··· INPUT DATA ···
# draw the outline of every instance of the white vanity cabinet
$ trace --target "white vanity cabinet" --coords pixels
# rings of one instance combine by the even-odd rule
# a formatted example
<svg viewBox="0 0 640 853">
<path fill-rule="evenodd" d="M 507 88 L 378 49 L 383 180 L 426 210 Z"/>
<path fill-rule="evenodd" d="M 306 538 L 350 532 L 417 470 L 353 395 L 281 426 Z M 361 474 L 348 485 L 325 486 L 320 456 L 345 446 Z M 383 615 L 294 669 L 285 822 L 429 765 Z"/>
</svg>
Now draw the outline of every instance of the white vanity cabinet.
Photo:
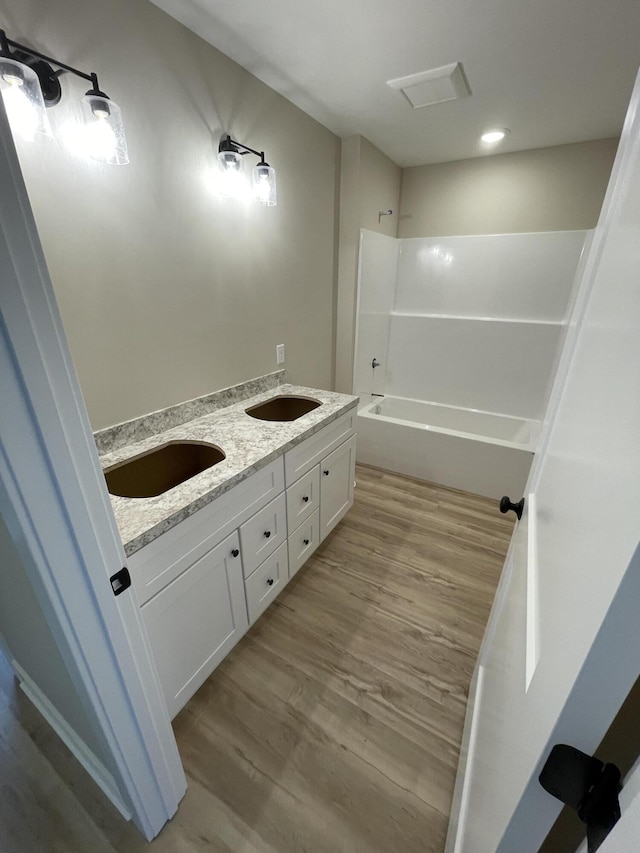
···
**ACTION ITEM**
The expected answer is a number and nothing else: how many lines above include the word "vanity".

**ANSWER SECTION**
3